- _Work to be completed_
Start at the line containing "task: outline the car exhaust pipe" and transcribe every line exactly through the end of the records below, and only those lines.

Rows from a dataset
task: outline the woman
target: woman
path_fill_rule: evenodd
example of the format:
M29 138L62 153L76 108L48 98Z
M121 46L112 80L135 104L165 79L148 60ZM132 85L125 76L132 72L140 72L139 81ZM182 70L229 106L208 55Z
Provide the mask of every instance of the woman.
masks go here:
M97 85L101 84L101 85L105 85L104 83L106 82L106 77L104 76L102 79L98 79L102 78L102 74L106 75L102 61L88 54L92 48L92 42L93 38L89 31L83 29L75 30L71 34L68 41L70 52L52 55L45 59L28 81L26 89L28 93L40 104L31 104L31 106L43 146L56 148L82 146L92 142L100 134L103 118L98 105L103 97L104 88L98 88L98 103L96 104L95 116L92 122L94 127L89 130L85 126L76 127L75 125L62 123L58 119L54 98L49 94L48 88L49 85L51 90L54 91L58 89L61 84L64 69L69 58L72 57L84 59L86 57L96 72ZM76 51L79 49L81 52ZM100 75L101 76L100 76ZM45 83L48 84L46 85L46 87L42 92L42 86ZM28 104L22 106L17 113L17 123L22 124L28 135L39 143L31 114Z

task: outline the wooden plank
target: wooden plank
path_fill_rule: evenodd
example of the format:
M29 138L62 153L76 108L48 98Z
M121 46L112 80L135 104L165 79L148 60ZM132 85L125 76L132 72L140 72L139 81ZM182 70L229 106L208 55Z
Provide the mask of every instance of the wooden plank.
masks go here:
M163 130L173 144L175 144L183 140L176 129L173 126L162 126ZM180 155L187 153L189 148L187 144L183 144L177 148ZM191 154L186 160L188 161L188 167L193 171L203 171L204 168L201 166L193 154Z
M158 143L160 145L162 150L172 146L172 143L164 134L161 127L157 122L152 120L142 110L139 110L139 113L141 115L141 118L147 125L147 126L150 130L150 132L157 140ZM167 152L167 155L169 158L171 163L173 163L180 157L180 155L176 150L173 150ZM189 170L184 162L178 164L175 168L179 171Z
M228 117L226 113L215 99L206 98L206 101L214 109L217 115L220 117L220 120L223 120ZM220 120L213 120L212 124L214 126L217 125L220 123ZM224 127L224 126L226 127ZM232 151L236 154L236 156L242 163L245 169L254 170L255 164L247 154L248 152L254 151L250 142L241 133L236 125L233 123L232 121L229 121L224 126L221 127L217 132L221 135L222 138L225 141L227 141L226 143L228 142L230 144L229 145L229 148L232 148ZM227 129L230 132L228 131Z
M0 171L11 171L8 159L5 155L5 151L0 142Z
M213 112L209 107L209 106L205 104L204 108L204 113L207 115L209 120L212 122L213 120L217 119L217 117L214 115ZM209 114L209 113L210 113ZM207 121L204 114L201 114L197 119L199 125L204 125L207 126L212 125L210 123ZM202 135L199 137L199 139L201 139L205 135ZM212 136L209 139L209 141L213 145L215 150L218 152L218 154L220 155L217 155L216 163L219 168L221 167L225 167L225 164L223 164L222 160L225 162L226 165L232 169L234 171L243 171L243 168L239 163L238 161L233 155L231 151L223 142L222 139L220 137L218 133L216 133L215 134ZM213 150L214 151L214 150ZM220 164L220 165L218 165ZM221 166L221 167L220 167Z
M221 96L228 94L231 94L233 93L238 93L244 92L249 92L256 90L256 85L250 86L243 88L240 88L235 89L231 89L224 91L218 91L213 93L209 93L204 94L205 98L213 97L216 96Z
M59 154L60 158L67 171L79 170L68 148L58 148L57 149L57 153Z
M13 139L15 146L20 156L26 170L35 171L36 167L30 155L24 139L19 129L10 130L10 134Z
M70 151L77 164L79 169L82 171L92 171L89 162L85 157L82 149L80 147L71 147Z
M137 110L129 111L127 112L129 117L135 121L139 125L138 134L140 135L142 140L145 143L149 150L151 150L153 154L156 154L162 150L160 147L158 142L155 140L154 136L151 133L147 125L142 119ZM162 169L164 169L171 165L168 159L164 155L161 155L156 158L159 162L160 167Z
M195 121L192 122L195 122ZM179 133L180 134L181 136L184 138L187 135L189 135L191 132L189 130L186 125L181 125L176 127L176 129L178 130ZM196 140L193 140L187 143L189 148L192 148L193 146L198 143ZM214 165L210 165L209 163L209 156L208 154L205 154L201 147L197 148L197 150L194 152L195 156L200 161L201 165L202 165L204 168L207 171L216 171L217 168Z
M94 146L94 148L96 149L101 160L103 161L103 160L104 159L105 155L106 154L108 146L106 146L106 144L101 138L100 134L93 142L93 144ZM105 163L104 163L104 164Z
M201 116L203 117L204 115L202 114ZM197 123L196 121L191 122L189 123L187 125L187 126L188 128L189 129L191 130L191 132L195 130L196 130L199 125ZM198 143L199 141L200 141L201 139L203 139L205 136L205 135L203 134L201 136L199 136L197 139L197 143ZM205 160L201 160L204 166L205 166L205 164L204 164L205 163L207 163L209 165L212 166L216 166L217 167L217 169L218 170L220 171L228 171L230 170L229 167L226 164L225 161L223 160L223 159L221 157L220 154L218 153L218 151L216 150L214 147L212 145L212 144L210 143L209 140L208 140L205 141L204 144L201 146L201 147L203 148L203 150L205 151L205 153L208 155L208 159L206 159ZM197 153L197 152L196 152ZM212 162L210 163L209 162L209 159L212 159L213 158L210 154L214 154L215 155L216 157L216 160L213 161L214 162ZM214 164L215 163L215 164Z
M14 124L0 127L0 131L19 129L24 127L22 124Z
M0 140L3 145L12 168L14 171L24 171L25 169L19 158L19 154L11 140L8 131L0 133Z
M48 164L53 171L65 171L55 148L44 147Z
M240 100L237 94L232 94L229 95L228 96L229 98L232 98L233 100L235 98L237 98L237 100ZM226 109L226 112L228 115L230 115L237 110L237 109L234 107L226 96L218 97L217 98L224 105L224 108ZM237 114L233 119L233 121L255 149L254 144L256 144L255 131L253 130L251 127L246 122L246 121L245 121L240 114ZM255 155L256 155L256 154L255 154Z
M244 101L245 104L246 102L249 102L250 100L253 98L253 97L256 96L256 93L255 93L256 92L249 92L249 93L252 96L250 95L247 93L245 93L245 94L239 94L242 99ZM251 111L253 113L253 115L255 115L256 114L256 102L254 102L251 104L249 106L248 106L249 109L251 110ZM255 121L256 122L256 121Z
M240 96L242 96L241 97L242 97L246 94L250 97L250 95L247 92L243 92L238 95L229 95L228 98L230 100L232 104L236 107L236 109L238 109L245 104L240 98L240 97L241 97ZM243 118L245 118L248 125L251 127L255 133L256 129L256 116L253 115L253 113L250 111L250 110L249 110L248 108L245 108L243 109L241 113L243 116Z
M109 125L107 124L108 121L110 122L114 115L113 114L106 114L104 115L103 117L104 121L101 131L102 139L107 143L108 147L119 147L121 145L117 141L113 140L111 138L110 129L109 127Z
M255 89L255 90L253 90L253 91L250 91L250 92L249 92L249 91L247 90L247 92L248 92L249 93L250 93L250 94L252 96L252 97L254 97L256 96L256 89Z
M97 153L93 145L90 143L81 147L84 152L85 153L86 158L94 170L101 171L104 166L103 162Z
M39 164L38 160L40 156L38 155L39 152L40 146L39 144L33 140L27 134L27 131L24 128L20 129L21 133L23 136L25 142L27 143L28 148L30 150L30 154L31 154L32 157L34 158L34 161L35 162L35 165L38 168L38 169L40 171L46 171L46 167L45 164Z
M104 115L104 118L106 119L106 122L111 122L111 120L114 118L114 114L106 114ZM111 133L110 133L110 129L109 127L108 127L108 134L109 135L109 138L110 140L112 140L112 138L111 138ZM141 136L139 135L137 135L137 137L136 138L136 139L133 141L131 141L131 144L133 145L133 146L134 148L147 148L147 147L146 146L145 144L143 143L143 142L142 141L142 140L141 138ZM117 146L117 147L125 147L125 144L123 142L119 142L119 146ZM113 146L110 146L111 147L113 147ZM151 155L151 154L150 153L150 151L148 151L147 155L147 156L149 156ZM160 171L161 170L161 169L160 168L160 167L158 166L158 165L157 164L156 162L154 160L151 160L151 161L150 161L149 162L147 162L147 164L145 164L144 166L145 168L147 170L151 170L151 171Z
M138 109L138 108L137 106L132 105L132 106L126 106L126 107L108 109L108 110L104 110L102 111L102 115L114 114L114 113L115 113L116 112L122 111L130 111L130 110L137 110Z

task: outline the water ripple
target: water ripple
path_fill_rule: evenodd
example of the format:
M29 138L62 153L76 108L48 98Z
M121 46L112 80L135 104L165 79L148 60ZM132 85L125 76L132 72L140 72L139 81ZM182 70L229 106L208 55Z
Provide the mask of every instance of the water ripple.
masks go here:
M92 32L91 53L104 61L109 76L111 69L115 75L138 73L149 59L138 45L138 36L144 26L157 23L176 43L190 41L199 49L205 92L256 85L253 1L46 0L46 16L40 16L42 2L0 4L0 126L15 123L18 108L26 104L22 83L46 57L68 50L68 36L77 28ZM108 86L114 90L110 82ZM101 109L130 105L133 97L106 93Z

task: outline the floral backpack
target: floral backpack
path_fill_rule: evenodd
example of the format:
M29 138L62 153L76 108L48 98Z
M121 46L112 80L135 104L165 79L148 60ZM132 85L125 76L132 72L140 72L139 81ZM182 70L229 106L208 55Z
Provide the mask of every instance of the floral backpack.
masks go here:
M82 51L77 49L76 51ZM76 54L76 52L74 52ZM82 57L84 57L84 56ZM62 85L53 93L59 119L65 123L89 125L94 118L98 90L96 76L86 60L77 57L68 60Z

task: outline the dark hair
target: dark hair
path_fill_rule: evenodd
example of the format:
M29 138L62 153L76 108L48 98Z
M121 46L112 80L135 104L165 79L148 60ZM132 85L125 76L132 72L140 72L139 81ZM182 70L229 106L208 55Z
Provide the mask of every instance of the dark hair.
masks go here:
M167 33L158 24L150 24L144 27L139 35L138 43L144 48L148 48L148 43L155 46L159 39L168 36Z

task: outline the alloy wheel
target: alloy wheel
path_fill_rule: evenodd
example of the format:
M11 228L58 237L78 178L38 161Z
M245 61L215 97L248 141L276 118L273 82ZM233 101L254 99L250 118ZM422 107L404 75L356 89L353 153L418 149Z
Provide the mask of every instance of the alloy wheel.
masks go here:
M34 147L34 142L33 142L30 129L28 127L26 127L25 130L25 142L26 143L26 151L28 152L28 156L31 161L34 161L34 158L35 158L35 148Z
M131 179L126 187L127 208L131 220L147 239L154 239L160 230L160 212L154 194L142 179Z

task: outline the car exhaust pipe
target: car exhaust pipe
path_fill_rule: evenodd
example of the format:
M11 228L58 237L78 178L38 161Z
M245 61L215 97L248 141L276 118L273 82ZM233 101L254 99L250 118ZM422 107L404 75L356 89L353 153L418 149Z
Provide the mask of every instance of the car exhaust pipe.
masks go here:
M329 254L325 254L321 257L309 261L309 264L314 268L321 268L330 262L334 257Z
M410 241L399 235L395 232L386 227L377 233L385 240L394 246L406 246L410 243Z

- _Answer to this task_
task: outline the car exhaust pipe
target: car exhaust pipe
path_fill_rule: evenodd
example of the format:
M11 228L58 237L78 178L38 161Z
M245 61L215 97L248 141L276 118L273 82ZM233 101L254 99L250 118ZM422 107L404 75L356 89L353 153L418 149Z
Provide the mask of every instance of the car exhaust pipe.
masks go here:
M329 254L325 254L321 257L309 261L309 264L314 268L321 268L330 262L334 257Z
M410 241L399 235L395 232L386 227L377 233L385 240L394 246L406 246L410 243Z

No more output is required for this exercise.